■ EXERCISE OBJECTIVE: Rewrite each of the entries below with "photo" changed to "image" and nothing else altered. Don't include the pictures in your answer.

■ DATA FOR PROCESSING:
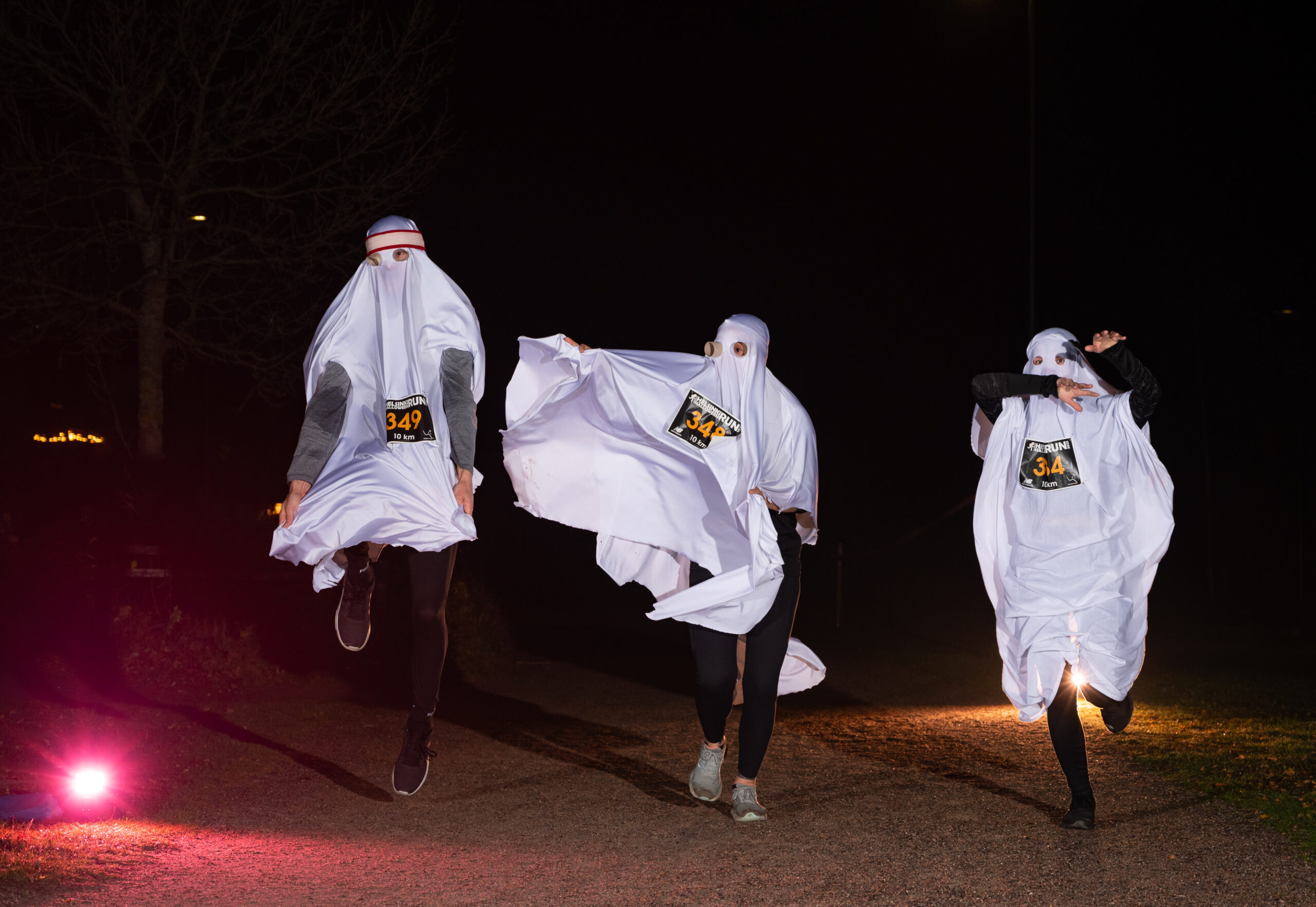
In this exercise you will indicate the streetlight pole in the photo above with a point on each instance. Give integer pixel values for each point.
(1032, 173)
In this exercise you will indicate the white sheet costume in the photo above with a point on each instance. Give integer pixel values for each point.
(657, 453)
(1073, 515)
(387, 329)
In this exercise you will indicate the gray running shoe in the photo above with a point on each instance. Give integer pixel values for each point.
(745, 806)
(352, 620)
(412, 765)
(706, 781)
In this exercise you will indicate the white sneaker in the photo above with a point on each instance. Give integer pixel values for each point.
(745, 806)
(706, 781)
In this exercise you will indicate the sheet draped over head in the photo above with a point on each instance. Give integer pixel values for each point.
(1073, 515)
(657, 453)
(389, 329)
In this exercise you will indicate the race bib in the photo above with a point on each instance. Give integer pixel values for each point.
(701, 422)
(408, 420)
(1049, 465)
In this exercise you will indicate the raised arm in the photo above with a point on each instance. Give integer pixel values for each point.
(320, 430)
(1147, 392)
(457, 367)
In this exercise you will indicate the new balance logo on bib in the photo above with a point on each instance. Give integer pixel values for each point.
(1049, 465)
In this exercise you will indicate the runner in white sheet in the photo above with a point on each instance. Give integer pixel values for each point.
(699, 473)
(1073, 515)
(374, 468)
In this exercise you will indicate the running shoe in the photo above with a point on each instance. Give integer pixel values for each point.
(1082, 814)
(706, 781)
(412, 765)
(745, 806)
(352, 620)
(1118, 716)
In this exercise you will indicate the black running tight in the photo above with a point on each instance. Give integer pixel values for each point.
(1068, 732)
(765, 651)
(431, 577)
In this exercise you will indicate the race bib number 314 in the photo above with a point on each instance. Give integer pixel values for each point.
(1049, 465)
(702, 422)
(408, 420)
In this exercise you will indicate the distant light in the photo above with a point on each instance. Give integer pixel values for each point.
(69, 436)
(90, 782)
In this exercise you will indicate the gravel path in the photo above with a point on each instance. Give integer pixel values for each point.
(560, 785)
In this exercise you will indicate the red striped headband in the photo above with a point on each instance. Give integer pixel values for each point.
(394, 240)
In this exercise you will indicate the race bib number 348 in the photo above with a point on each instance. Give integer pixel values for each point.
(408, 420)
(702, 422)
(1049, 465)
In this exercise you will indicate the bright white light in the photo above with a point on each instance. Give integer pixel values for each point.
(90, 782)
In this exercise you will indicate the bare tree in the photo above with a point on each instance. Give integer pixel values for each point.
(187, 169)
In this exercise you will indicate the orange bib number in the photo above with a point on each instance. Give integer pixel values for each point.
(408, 420)
(1049, 465)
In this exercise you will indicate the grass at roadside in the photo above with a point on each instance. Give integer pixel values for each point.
(1264, 761)
(36, 859)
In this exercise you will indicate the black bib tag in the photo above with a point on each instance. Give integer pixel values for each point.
(701, 420)
(408, 420)
(1049, 465)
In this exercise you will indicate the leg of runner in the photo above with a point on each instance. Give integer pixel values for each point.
(1072, 751)
(431, 577)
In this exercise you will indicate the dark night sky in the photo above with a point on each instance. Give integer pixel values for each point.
(857, 175)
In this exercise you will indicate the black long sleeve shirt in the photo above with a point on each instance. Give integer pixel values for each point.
(990, 388)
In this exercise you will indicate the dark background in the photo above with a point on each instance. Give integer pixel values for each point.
(856, 174)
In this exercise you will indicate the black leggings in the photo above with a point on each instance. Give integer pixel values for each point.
(431, 576)
(1068, 732)
(765, 651)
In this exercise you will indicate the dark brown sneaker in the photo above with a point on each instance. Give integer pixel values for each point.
(412, 765)
(352, 620)
(1082, 814)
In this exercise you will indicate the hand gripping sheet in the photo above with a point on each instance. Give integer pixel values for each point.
(657, 453)
(1073, 514)
(389, 328)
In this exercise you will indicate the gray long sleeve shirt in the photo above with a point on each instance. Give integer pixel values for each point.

■ EXERCISE ANSWER:
In this exercise you will indicate the streetlight pole in the image above with a point on each instance. Give integer pixel values for each point.
(1032, 173)
In this exercise you will indicate the white sheet costume in the image above with a point on each instance. Give integer pixel values for each point.
(657, 453)
(1073, 515)
(387, 329)
In this exercise you will indicate the gray running shoe in the image above with a point on each instance. Give integer pixel values for each point.
(745, 806)
(352, 620)
(412, 765)
(706, 781)
In this exercise you will indicate the white sneaker in the image above with a point on each instance. Give integer pixel values for each point.
(745, 806)
(706, 781)
In this exercise you will indicate the sheet draped over head in the image above with a point on each instance. Give integer pixel values for each point.
(1073, 515)
(657, 453)
(389, 329)
In this exercise you will indicate the race bib in the image above with a point on each instance. Give integer pixel values for each point.
(701, 422)
(408, 420)
(1049, 465)
In this exercise you will indicate the raised arm in the image above with a point on each instance. Give integer pixel values for each point.
(320, 430)
(1147, 392)
(457, 367)
In this exercise you will indicate the new balance logo on bib in the image above with a point on each instance. Give integer pixel values for each point.
(1049, 465)
In this exercise you will indicate the runner in white sheet in the image above with a point on each instance. Give integer pixel values for each point.
(699, 473)
(1073, 515)
(374, 468)
In this exercise you will indicate the running shoe in the image above with a point on each instance. Give integer pixel values for each point.
(1082, 814)
(706, 781)
(412, 765)
(745, 806)
(352, 620)
(1118, 716)
In this exercise you will indicate the black running tight in the image above with a point on each instance. Give integer pixel values for each point.
(1068, 732)
(765, 651)
(431, 577)
In this exercise you will indicate the race bib number 314 in the image above with a point on each instance. Give integer pixel values for each point.
(1049, 465)
(702, 422)
(408, 420)
In this exercise you will indicate the distant light in the image above with a point on each instance. Give integer pixel values for each point.
(69, 436)
(90, 782)
In this exercise you will indicate the gravel path in the image above with a point on each instance. Give integer pixel values for each point.
(560, 785)
In this exercise you will indicate the red striped headband in the image above with a point on each instance. Give integer pixel values for each point.
(394, 240)
In this exercise you will indicate the race bib number 348 in the image above with a point on each instance. Give integer pixel values for each point.
(408, 420)
(702, 422)
(1049, 465)
In this exercise you will indicate the bright white light in the image above with a point on each instance. Give integer pixel values for each point.
(90, 782)
In this exercise you will indicate the bare tree in the image above with a point on each instance. Give integer pixel values for each point.
(187, 169)
In this exercise you will indicate the orange bib number in the image above with a point on each instance. Give integer pixel values for each point.
(408, 420)
(1049, 465)
In this exercise you will indicate the grass at roadside in the image above with a point on each instance. Give integer pixel values for each point.
(1264, 761)
(36, 859)
In this exercise you will indicate the black bib tag in the image above with a point on each instance. Give integer pixel values for each point.
(701, 420)
(408, 420)
(1049, 465)
In this exercise you will indicate the leg of runner in the image above with a point on each instance. Give integer pixel values for each point.
(1072, 751)
(431, 577)
In this exercise you will indicate the dark night sky in the image above with a point on each instance. Give integer pixel values for each point.
(857, 175)
In this exercise you will indicate the black long sleeve shirt in the image above with a point on each instance. Give integer pixel values for each point.
(990, 388)
In this exercise you will indicate the dark background in the image above with a point on each instance. Give integer pixel values for each point.
(856, 174)
In this exercise you will indicate the black leggings in the image above with a point on each instance. Give integer pixel values for each point.
(431, 576)
(1068, 732)
(765, 651)
In this exercise you will indicate the dark brown sneaker in the image above with a point on each instance. Give integer pixel values for each point.
(412, 765)
(352, 620)
(1082, 814)
In this exercise you will indicate the hand gripping sheet in the image above with a point on each instance. Give integer pixel values for each point.
(657, 453)
(1073, 514)
(389, 328)
In this exercise you will indicate the gray long sleeve shirt in the image above with a point on each instance. Give integer pixel values for each point.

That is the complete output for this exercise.